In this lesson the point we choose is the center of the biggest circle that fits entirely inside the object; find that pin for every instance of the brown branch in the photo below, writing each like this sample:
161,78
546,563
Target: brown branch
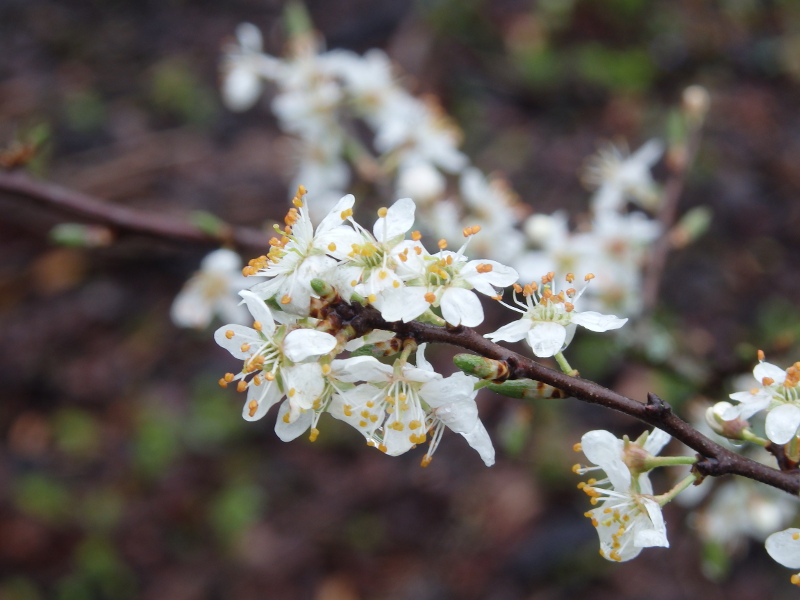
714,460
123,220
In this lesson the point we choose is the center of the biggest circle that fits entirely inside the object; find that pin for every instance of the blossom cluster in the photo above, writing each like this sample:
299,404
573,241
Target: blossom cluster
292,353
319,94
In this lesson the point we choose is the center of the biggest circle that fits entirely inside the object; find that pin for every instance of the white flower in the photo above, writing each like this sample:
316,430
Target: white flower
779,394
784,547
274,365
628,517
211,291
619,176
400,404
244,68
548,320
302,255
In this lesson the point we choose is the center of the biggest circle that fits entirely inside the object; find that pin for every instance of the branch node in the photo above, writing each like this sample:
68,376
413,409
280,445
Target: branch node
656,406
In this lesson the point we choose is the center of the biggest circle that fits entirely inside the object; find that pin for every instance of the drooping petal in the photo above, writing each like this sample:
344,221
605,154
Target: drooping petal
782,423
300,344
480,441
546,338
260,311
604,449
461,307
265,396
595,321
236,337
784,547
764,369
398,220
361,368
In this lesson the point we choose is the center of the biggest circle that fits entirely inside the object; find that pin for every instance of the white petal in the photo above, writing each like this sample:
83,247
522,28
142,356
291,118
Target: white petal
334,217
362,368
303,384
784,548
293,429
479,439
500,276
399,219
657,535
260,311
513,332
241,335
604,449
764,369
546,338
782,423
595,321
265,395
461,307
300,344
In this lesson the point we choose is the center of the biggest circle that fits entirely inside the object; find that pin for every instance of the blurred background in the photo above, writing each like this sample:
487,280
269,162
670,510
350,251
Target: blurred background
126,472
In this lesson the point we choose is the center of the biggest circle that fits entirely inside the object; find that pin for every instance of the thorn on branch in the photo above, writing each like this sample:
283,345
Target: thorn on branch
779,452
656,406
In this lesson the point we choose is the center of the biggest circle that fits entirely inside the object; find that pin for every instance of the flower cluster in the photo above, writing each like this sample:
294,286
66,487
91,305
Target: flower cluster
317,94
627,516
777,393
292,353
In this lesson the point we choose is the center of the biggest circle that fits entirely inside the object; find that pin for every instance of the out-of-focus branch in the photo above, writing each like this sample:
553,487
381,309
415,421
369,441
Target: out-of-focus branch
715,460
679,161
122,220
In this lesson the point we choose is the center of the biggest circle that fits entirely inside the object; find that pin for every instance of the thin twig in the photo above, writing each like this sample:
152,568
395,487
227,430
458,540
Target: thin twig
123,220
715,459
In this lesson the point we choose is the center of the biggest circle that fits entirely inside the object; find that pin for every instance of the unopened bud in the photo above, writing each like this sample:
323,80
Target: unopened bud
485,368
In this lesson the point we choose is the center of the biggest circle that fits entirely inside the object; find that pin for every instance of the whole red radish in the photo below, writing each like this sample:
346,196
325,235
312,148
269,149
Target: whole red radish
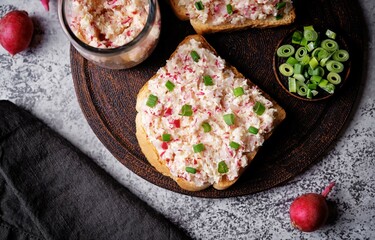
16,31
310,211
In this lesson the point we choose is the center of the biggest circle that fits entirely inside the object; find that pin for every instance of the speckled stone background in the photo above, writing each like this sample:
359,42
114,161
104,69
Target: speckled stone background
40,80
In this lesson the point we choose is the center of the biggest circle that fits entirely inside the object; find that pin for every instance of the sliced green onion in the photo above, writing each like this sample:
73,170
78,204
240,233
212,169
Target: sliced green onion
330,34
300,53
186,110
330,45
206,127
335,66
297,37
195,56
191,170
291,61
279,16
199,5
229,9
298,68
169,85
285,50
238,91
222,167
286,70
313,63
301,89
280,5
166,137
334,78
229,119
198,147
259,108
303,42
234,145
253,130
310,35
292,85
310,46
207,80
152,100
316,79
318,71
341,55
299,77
◇ ◇ ◇ ◇ ◇ ◇ ◇
Copy every item above word for word, omitting the pictures.

- **Task result**:
In this lesson the point we choose is the center of the biggest circle that fits entirely inside the object; find that pin for every instance of the brown branch in the photo below, writing each like this sample:
161,78
546,563
Target: brown branch
714,460
123,220
In this lesson the point we choose is the center of the biggest circle that fits entirely inside the object; find that pin for every instance of the blossom cluster in the photo above, writing each like this sample:
299,404
573,241
Target: blossom cluster
292,353
319,94
In this lesson the point we choose is the center of the biggest circle that fits entirely inside the object; find that pin for every instance of the white flower in the photo above, writing each like this sample:
316,430
Target: white flower
779,394
784,547
274,365
628,517
211,291
619,176
400,404
244,68
548,320
302,255
In this lesson the point we choose is the center of the biggest circle that fits entirely inside the object; find that pin for every instance of the branch node in the photo above, writing each like this sample:
68,376
413,409
280,445
Target: branch node
656,406
In this lesson the point we choose is the center of the biggest circle that fits entirely inside the object; find that pin for every instance of the drooping petal in the photo above, writing each like this sample:
344,221
605,154
Target: drooping petal
782,423
300,344
480,441
546,338
260,311
604,449
461,307
265,396
595,321
236,337
784,547
764,369
398,220
361,368
In this lesson the point we choose is the center of the biggest circle that fits entirely inside the object; find that pin for every instance of the white petal in the photo above, writing each like this sample:
83,247
522,28
142,356
291,118
Target: white petal
334,217
362,368
303,384
784,548
293,429
479,439
500,276
399,219
657,535
260,311
513,332
241,335
604,449
764,369
546,338
782,423
595,321
265,395
461,307
300,344
In this lesson the point we choose is the center of the biggest circle that fits entirely inside the object; find that pin for every instance of the blurred background in the photo above, writing each like this sample:
487,280
269,162
670,510
350,251
Target: blurred background
126,472
In this lesson the point we choose is the center of the biggest circle that fits entirely inside the object; find that pin for every instance of the thorn on branch in the photo above, writing each like this sample:
283,345
Target: thorn on branch
779,452
656,406
In this lesson the point we choose is the center of the biggest circle that fits entirely inside the object; find that pin for every instance of the flower cluster in the photo above, writing each like this sample:
294,286
66,487
91,305
Target: flower cluster
317,94
627,516
777,393
292,353
In this lesson the point we choose is the center of the biggest circle that fits entirely inside the object; find that pin for every instance of the out-of-focus branch in the photo above, writing each like this sample:
553,487
381,309
415,421
369,441
Target: out-of-focus branch
715,460
679,161
122,220
In this lesson the point we choose is the center of the biggest circle that fits entirely inside the object; find that pin for every instance of the thin twig in the photo above, writing each like this sample:
152,568
395,487
227,430
458,540
Target: thin twig
123,220
715,459
In this lesson the point we choose is the center of the biggest circle that fits entirely inside the object; find that pin for every instance of the unopened bud in the photo above, writing each like this sample:
323,80
Target: unopened bud
485,368
In this lesson the point we choose is the center of the biggest circle that fits entirely inside the object; find that pin for every instance of the whole red radish in the photo below, writing each like this sample:
346,196
325,235
312,148
269,149
Target: whole red radish
16,31
310,211
In this lesson the point we choose is the center of the biggest circle that fits entirely inside the object; find that pin for every instance of the speckled stone background in the photo above, writing each like this sample:
359,42
114,161
104,69
Target: speckled stone background
40,80
In this lesson the point we choose is the center of the biggest circle that fits entirely inside the object; find that pin for every instance of the sliced green onion in the photo above, writing each like this sample:
73,170
78,204
240,233
212,169
Target: sliced green onion
330,34
300,53
186,110
330,45
206,127
335,66
297,37
195,56
191,170
291,61
279,16
199,5
229,9
298,68
169,85
285,50
238,91
222,167
286,70
313,63
301,89
280,5
166,137
334,78
229,119
198,147
259,108
303,42
234,145
253,130
310,35
292,85
310,46
207,80
152,100
316,79
318,71
341,55
299,77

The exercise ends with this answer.